■ LIST OF TASKS
A – According to the article on the Aleppo inquiry, which country spearheaded the resolution?
B – Pick out every line of the records that contains the string "shelf". Matching is case-sensitive.

■ PAGE EXCERPT

UN rights council backs inquiry into Aleppo 'slaughterhouse'
The eastern side of the Syrian city has witnessed "crimes of historic proportions" as a result of the Russian and Syrian bombardment, UN High Commissioner for Human Rights Zeid Ra'ad al-Hussein said during a special session at the 47-member council in Geneva.
A majority vote backed a resolution calling on the Commission of Inquiry to "conduct a comprehensive, independent special inquiry into the events in Aleppo".
The resolution, spearheaded by Britain, condemned Syrian President Bashar al-Assad's offensive to retake east Aleppo from rebel forces while also admonishing "terrorist acts" by the Islamic State [IS] group and other extremists in the Syrian conflict.
It demanded that warring parties "in particular the Syrian authorities and their allies", allow unrestricted humanitarian access to desperate civilians and "end immediately all bombardments and military flights over Aleppo city".
It also condemned "the starvation of civilians as a means of combat" and called for the UN's existing Commission of Inquiry for Syria [COI] to "conduct a comprehensive, independent special inquiry into the events in Aleppo", and to identify individuals responsible for the most serious violations.

■ LISTING
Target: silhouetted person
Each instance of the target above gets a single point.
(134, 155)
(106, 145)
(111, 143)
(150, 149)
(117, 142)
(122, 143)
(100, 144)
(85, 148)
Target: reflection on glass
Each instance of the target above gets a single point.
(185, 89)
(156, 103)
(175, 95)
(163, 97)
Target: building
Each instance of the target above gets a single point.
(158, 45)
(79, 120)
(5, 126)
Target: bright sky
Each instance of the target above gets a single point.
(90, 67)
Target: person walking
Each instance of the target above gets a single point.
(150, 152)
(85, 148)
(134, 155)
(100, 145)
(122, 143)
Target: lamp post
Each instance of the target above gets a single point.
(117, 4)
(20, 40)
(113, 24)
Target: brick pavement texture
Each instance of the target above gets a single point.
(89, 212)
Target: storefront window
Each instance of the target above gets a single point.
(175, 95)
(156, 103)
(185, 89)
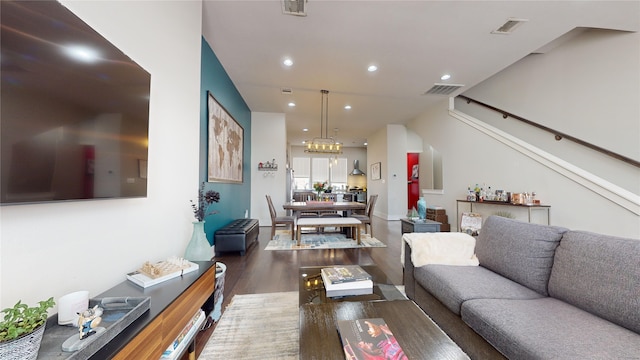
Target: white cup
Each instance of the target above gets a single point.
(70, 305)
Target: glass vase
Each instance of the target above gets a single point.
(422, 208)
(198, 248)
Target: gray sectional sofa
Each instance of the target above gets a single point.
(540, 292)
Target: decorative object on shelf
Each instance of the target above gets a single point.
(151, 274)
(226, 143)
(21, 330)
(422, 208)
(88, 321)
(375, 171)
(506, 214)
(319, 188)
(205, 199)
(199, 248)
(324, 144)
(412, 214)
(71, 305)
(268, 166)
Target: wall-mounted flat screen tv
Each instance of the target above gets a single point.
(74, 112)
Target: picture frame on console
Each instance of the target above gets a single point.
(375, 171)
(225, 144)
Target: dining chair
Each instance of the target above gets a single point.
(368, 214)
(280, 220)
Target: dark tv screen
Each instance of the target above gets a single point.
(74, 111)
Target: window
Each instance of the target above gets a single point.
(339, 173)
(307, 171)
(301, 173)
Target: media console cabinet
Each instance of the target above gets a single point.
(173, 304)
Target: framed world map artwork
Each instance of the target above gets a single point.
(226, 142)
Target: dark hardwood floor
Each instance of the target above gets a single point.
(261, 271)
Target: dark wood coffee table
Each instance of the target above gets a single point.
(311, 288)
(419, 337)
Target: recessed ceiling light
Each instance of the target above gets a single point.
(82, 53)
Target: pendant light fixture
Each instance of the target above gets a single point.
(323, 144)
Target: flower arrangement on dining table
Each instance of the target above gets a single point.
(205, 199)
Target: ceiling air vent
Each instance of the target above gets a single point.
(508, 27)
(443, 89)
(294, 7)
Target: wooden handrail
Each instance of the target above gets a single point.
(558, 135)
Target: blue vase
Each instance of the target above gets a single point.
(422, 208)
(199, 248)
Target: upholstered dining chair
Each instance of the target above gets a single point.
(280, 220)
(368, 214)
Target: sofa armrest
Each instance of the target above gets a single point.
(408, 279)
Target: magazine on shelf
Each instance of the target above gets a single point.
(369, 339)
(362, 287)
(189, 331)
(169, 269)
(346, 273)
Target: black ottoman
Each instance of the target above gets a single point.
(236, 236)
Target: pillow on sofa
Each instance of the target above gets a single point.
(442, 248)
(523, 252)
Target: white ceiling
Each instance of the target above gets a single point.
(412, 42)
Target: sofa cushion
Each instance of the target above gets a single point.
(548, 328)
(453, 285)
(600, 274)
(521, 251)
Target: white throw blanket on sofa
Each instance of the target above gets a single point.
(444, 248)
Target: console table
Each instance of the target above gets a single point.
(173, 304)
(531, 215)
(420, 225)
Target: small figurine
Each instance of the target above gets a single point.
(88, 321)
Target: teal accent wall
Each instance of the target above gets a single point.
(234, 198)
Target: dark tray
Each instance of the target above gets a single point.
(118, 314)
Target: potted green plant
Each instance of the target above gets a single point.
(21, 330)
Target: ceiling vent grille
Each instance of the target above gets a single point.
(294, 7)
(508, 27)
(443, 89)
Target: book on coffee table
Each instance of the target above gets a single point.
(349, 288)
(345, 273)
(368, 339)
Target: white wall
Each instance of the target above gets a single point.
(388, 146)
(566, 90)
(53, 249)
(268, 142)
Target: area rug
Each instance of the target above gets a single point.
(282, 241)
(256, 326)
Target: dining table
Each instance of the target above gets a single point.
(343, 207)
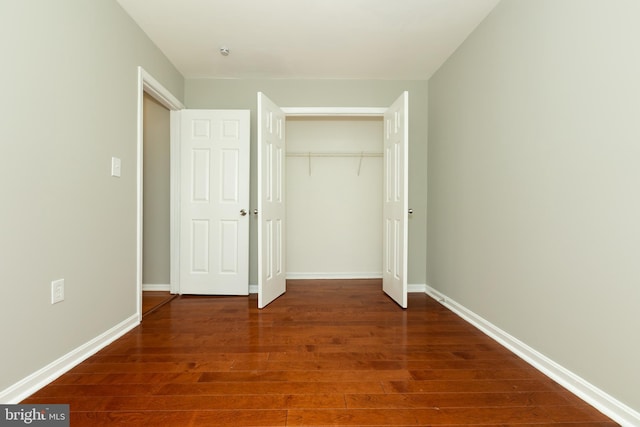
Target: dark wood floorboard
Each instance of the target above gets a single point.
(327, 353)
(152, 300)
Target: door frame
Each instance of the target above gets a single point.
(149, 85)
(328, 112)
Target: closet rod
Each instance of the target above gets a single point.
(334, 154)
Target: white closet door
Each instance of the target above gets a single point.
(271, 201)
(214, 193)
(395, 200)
...
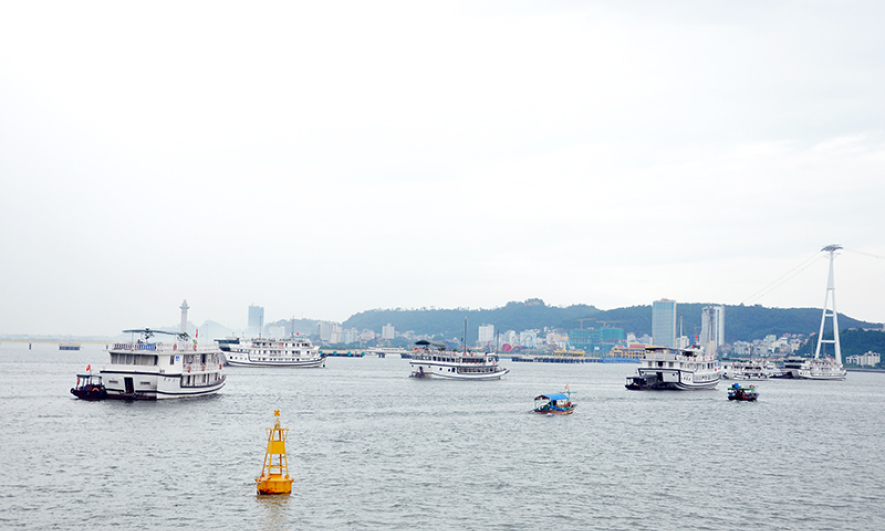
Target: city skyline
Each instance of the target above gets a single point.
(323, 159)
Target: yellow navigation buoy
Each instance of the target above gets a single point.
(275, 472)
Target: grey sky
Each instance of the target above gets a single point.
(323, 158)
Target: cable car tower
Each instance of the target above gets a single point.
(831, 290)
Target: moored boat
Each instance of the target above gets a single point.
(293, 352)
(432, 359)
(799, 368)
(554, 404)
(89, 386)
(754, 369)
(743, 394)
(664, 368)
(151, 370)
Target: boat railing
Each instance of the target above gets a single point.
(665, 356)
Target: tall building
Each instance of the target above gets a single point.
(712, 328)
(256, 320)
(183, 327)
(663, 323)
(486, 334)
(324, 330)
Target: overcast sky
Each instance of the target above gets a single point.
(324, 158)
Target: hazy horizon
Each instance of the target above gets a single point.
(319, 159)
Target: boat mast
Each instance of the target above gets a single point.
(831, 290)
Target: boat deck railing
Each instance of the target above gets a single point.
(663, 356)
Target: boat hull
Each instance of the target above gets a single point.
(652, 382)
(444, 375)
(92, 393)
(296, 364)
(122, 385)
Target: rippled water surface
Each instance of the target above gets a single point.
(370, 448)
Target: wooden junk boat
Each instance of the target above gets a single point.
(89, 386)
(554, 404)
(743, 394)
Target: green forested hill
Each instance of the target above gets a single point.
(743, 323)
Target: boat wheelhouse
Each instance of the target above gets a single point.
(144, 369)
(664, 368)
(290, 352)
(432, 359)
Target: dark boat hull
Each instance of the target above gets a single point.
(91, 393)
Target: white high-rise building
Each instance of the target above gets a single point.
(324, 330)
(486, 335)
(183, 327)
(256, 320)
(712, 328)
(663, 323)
---
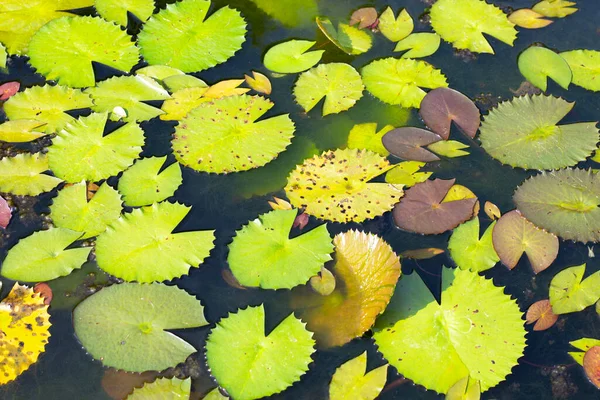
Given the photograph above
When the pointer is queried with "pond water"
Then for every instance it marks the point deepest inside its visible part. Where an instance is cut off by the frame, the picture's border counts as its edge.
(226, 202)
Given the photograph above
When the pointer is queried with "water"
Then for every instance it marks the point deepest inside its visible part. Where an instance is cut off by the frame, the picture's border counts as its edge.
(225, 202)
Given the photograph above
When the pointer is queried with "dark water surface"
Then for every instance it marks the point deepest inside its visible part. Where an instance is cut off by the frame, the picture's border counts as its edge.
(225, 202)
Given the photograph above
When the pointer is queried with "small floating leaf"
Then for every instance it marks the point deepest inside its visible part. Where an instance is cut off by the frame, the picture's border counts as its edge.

■ OUTPUTS FOR THE TASKS
A – Britain spearheaded the resolution.

B –
Target: decorative object on shelf
Target: magazine on shelf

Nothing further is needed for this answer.